What to work on:
Copy out the lines from the one containing "Mark a point on each instance of the shrub" through the one containing "[(253, 231), (375, 179), (517, 208)]", requests included, and scale every coordinate in the answers by 0.2, rounding to whole numbers with halves rounded up. Change nothing else.
>>>>
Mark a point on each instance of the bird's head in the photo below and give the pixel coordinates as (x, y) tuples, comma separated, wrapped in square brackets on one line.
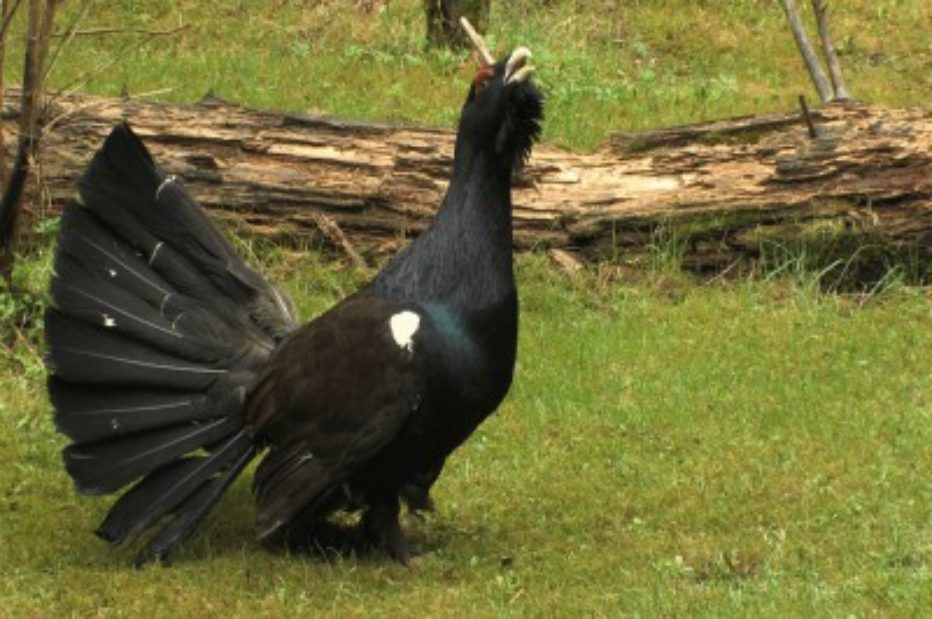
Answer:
[(504, 109)]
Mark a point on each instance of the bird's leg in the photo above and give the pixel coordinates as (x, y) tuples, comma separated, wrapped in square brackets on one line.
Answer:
[(381, 523)]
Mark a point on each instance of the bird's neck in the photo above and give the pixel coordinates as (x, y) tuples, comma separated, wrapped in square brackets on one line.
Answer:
[(465, 257)]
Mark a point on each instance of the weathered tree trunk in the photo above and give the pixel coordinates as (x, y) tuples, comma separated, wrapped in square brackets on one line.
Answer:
[(443, 20), (713, 193)]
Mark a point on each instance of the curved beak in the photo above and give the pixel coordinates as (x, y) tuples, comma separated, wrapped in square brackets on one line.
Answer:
[(484, 53), (517, 68)]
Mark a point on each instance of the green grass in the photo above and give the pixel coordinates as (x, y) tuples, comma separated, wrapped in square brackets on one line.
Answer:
[(754, 449), (605, 65), (668, 448)]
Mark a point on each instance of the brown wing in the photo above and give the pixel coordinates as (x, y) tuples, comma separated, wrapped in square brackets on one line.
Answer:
[(333, 396)]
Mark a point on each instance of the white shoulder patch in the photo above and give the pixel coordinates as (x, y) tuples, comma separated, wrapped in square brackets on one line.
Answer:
[(404, 325)]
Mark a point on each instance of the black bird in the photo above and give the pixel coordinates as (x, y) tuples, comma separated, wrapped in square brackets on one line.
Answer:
[(173, 364)]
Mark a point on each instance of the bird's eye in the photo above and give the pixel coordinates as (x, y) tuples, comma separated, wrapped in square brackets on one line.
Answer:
[(483, 77)]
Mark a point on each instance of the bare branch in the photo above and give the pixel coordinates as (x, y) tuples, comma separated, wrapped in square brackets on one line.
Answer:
[(41, 19), (820, 7), (8, 14), (805, 48), (333, 233), (70, 34), (813, 133)]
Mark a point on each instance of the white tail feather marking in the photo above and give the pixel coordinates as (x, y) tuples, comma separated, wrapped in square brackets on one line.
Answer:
[(155, 251), (110, 322), (169, 179), (145, 364)]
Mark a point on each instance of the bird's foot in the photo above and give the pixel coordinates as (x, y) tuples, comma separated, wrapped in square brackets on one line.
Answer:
[(384, 530)]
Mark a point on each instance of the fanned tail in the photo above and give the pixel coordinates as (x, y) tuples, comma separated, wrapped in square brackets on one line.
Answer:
[(157, 329)]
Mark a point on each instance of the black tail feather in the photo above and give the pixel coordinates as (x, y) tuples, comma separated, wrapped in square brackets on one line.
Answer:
[(191, 513), (99, 468), (83, 354), (156, 330), (87, 414), (161, 492)]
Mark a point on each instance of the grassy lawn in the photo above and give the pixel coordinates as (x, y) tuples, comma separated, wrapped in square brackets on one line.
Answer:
[(668, 448), (752, 449)]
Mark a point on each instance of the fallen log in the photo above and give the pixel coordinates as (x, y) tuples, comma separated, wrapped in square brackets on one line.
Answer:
[(712, 193)]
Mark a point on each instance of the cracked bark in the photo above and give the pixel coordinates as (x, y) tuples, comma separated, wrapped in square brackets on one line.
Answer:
[(723, 186)]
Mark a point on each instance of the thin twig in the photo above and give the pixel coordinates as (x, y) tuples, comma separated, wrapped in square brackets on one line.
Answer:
[(72, 29), (72, 86), (813, 132), (805, 48), (820, 7), (721, 275), (333, 233), (8, 18), (95, 32)]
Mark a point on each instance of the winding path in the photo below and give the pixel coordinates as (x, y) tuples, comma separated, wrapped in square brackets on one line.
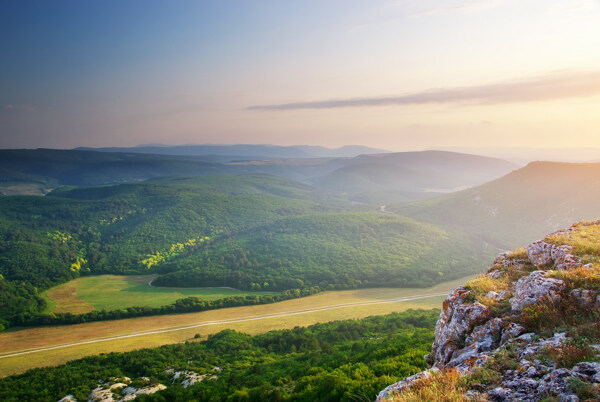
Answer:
[(228, 321)]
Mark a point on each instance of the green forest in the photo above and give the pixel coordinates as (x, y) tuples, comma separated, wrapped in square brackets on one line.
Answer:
[(252, 232), (337, 361)]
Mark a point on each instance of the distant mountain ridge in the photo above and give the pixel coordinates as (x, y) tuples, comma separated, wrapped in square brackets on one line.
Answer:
[(519, 207), (381, 178), (228, 153)]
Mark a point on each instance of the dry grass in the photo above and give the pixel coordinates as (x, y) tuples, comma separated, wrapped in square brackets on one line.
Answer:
[(443, 386), (569, 354), (65, 299), (585, 278), (519, 254), (585, 241), (482, 285), (32, 338)]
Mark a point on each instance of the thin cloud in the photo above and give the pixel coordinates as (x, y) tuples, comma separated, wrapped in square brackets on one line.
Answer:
[(13, 107), (549, 87), (466, 7), (584, 5)]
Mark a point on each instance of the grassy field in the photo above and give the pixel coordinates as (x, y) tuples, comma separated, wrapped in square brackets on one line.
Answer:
[(113, 292), (25, 339)]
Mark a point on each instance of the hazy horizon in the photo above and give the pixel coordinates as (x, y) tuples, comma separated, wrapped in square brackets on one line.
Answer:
[(397, 75)]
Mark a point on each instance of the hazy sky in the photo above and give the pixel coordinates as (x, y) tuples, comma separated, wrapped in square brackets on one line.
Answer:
[(403, 74)]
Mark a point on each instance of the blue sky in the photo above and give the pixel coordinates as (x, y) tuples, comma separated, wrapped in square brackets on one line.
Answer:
[(118, 73)]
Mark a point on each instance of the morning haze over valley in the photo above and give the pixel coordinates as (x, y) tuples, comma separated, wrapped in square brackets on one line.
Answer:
[(393, 200)]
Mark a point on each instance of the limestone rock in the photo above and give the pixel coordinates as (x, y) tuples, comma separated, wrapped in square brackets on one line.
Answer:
[(456, 321), (401, 385), (530, 289), (584, 297)]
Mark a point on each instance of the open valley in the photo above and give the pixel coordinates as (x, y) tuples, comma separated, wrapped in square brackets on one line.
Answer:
[(328, 306)]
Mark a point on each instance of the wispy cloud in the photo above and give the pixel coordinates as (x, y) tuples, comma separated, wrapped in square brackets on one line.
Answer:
[(464, 7), (548, 87), (579, 5), (13, 107)]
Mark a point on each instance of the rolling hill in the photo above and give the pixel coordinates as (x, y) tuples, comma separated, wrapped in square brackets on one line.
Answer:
[(519, 207), (250, 231), (228, 153)]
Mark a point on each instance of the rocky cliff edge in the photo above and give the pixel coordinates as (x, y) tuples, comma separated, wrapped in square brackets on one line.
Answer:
[(528, 329)]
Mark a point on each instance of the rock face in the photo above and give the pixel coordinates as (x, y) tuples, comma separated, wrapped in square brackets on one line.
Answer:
[(468, 333), (456, 320), (530, 289)]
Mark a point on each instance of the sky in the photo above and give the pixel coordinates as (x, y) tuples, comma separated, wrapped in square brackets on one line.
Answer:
[(392, 74)]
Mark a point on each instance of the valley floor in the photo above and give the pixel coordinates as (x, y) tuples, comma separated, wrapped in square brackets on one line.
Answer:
[(49, 346)]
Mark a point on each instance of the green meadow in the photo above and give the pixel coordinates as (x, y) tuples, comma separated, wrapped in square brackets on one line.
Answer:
[(113, 292)]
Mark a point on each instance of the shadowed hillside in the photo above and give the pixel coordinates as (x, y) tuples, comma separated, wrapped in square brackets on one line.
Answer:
[(519, 207)]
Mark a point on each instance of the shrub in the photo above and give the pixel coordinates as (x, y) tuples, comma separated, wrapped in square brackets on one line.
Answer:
[(569, 353), (442, 386)]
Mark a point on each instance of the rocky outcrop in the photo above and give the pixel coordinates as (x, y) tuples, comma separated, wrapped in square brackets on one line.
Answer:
[(456, 320), (469, 332), (530, 289)]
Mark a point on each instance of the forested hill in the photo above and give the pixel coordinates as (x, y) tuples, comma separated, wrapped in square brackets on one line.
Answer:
[(253, 231), (375, 179), (517, 208)]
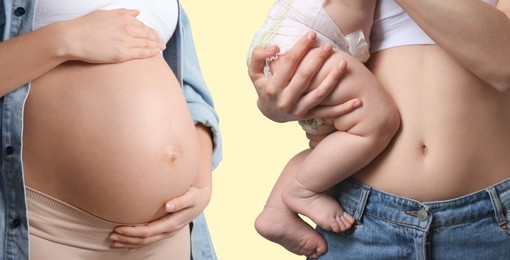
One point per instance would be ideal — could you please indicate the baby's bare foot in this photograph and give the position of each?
(286, 228)
(321, 208)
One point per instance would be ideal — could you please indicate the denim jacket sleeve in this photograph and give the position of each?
(182, 58)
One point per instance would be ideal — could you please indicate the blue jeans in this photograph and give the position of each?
(201, 244)
(474, 226)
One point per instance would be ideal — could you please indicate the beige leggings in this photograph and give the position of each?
(61, 231)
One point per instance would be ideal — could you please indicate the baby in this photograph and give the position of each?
(351, 141)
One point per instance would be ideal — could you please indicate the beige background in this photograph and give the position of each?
(255, 148)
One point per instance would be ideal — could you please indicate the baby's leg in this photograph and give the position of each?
(280, 225)
(361, 136)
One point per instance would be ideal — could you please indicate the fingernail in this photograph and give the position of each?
(311, 36)
(270, 49)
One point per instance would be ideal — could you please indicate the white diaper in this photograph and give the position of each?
(288, 21)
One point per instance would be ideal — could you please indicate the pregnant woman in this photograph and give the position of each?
(108, 143)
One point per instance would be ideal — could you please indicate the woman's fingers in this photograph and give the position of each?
(317, 95)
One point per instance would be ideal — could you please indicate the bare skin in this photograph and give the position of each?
(439, 96)
(363, 135)
(102, 37)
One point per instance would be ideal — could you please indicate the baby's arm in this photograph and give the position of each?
(351, 16)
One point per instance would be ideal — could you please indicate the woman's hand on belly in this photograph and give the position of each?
(109, 36)
(182, 210)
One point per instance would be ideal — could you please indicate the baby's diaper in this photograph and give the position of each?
(289, 20)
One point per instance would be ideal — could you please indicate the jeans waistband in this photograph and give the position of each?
(359, 199)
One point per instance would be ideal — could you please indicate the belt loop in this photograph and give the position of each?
(498, 209)
(365, 192)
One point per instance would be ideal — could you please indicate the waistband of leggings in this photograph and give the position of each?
(59, 222)
(364, 200)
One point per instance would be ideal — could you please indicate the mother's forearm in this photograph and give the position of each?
(474, 33)
(29, 56)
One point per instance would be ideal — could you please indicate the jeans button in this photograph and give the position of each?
(9, 150)
(422, 215)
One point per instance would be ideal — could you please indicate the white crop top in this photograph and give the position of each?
(393, 27)
(161, 15)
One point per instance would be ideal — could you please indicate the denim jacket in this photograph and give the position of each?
(16, 18)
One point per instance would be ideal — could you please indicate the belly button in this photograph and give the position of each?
(172, 155)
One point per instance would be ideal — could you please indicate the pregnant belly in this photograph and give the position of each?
(115, 140)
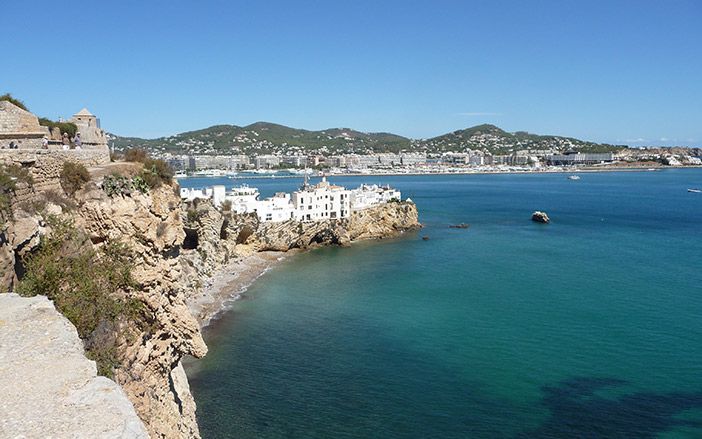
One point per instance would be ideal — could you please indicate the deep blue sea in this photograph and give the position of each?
(588, 327)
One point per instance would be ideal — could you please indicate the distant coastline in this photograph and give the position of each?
(467, 172)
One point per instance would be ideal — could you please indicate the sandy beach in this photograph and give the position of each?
(230, 282)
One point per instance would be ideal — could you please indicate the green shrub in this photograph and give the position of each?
(117, 184)
(73, 177)
(139, 184)
(89, 287)
(135, 155)
(8, 97)
(244, 234)
(156, 172)
(65, 127)
(192, 216)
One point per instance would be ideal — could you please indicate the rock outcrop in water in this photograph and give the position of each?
(48, 386)
(540, 217)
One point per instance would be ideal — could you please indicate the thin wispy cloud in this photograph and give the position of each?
(478, 113)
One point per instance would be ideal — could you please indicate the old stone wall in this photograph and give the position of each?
(45, 165)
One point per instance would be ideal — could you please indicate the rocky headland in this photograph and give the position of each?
(179, 264)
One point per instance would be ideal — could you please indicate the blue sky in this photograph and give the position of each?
(610, 71)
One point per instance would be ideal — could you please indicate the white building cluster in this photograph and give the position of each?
(318, 202)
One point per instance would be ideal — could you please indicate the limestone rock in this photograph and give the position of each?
(49, 388)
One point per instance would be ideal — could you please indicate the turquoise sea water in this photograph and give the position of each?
(588, 327)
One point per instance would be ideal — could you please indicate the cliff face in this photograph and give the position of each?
(151, 372)
(174, 253)
(150, 225)
(48, 386)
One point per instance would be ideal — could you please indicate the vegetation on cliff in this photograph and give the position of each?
(88, 286)
(9, 98)
(155, 173)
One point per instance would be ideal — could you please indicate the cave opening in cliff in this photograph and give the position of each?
(223, 231)
(191, 239)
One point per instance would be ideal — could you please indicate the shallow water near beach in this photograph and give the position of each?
(587, 327)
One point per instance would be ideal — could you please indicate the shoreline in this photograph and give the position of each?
(467, 172)
(231, 281)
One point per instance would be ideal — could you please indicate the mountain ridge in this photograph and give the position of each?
(270, 138)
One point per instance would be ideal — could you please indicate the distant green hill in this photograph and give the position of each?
(268, 138)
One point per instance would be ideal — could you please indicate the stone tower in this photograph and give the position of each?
(89, 128)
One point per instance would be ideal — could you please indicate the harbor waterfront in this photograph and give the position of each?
(586, 327)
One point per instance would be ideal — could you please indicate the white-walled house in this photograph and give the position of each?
(319, 202)
(368, 195)
(242, 198)
(216, 193)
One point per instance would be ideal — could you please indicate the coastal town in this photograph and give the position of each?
(446, 163)
(319, 202)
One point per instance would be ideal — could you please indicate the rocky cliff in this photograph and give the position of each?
(173, 250)
(149, 225)
(48, 386)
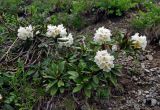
<<<<
Full response:
Mark a point on each instance of the shrub in the photo above and give the pixel coordinates as (x, y) tuples, comma separated, wrapped in square brackets on one line.
Answer:
[(114, 71), (88, 77)]
Mark a point on each instance of the rocky outcrop in the photo above and give the pixel coordinates as (x, y) tuples, comma separated, wrapped in square brackets on one line.
Answer:
[(91, 64), (94, 66), (106, 58)]
Mark a point on each instance of the forested hill in the photo above and give the pixel coordinates as (x, y) tuples, comma separated, wrapped in square brackets on one line.
Answer:
[(51, 46), (75, 36), (103, 42)]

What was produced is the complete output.